# TASK TO COMPLETE
Rewrite the data below with "green foliage" changed to "green leaves" and everything else kept the same. Leave out the pictures.

====== DATA PROVIDED ======

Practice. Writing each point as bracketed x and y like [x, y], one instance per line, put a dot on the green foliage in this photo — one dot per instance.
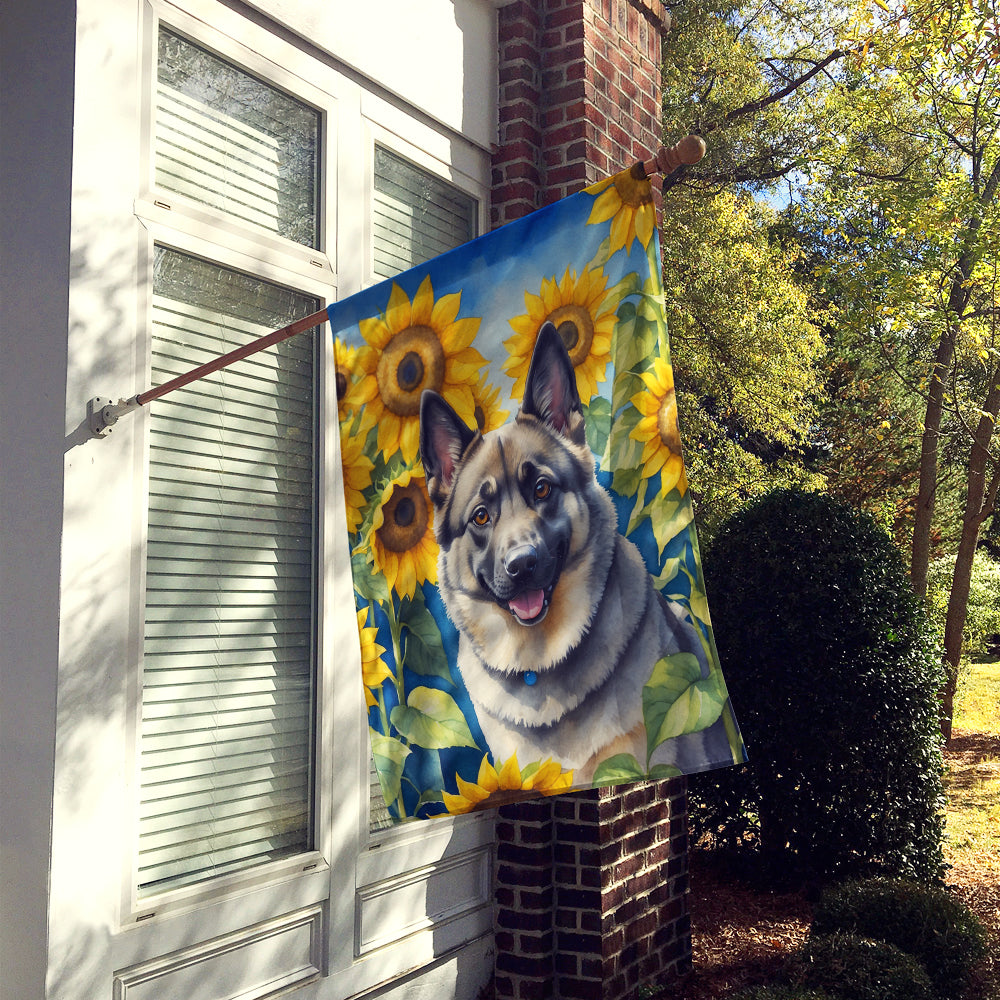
[926, 922]
[983, 611]
[833, 673]
[857, 968]
[780, 992]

======

# PROBLEM SOLUTION
Practice. Writing each point as bracketed x and y like [x, y], one instance per line, put a dot on the green leaves in this photo — one dot per instance.
[926, 922]
[983, 611]
[833, 673]
[857, 968]
[780, 992]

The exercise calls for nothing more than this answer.